ПРЕДОСТАВЛЕННЫЙ ОТРЫВОК:
--------------------------------------------------

1937 — страница 13 из 15

Врач — женщина пожилая, с красивыми вишневыми глазами, подняла спор с Дженни, ей де нужно бросить всю эту американскую систему, дочка выглядит истощенной, нужно материнское молоко, нельзя устраивать перерывы по 12 часов и т.д. Дженни слушала, возражала, дочка совсем хорошая, она только похудела за время болезни, но врачиха стояла на своем, и Дженни приуныла. Потом пили чай, и врачиха говорила о писателях, о людях, которых встречала и знает — у ней оказался очень большой круг знакомых, и было интересно знать, как вот в твою жизнь случайно вошел человек, другими сторонами касающийся многих других людей. Перекрещение судеб удивительно, и ты никогда не знаешь, с кем и как еще столкнешься в жизни.

***

Из детства — находки. Шурка Шокшинский нашел на улице моток дешевых кружев. Ребята его окружили, побежали за ним на двор, хвастаться, я шел сзади, было обидно, почему я не нахожу ничего, ударил с досады носком по газетному сверточку — оттуда выкатилась шелковая лента. Я глазам своим не поверил — схватил, повертел перед глазами — белая шелковая лента, широкая, вершок ширины. Побежал на двор — показал ребятам и радовался их зависти, если б они не побежали за Шокшинским, может, и они бы нашли.

Другой раз на углу у гимназии Елецкой нашел ножницы, лежали раскрытые, я схватил, огляделся, вижу — городовой стоит, поднес ему — вот, нашел. “Что ж, ваше счастье, возьмите себе”. И я помчался домой, ног не чуя от радости. Потом уверовал, что я еще много интересного найду — нет, ничего не находилось больше, хоть и ходил я все время с опущенной вниз головой…


4/Х

Сегодня прочитал о смерти Азарина. Умер. И сразу оборвалось для него все — вся жизнь, все ее интересы и планы. Того, что не успел дожить, уже никогда не успеет. Он уже не вернется никогда и ниоткуда.

Весь день ходил под этим впечатлением, необычайно взволновавшим меня. Сколько раз мы собирались вместе. Как дружно жили, работая над “Чудаком”, и потом, собираясь через каждые десять спектаклей, беседуя, радуясь успеху, перебирая, кто что сказал, кто видел и как…

Большой кусок жизни. Значит, я переваливаю грань. Начинают умирать люди, с которыми связана была и моя жизнь. До сих пор все умирали чужие, никак не отмеченные в моей жизни — а вот теперь, как будто близкий кто-то ушел, и странно, как это я не увижу его никогда больше?

--------------------------------------------------

ИСХОДНЫЕ ДАННЫЕ:

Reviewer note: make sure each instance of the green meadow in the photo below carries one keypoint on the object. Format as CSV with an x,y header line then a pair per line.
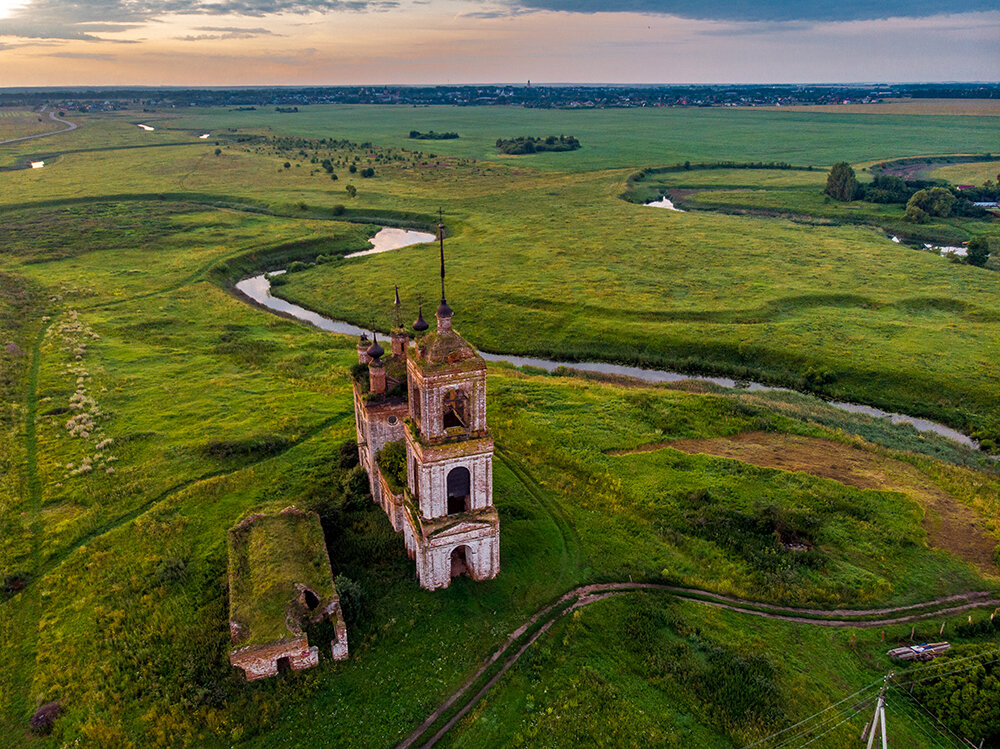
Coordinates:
x,y
148,408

--------------------------------------------------

ЗАДАНИЯ:
1 – Ответьте на вопросы по отрывку:
(а) Что нашел на улице Шурка Шокшинский?
(б) Где были найдены раскрытые ножницы?
(в) Через сколько спектаклей собирались вместе после работы над «Чудаком»?
2 – Верните без изменений часть отрывка: всё от слов «Другой раз на» вниз до слов «никогда и ниоткуда.».
Отвечайте, опираясь только на отрывок.

РЕЗУЛЬТАТЫ:
1 –
(а) Моток дешевых кружев.
(б) На углу у гимназии Елецкой.
(в) Через каждые десять спектаклей.

2 –
Другой раз на углу у гимназии Елецкой нашел ножницы, лежали раскрытые, я схватил, огляделся, вижу — городовой стоит, поднес ему — вот, нашел. “Что ж, ваше счастье, возьмите себе”. И я помчался домой, ног не чуя от радости. Потом уверовал, что я еще много интересного найду — нет, ничего не находилось больше, хоть и ходил я все время с опущенной вниз головой…


4/Х

Сегодня прочитал о смерти Азарина. Умер. И сразу оборвалось для него все — вся жизнь, все ее интересы и планы. Того, что не успел дожить, уже никогда не успеет. Он уже не вернется никогда и ниоткуда.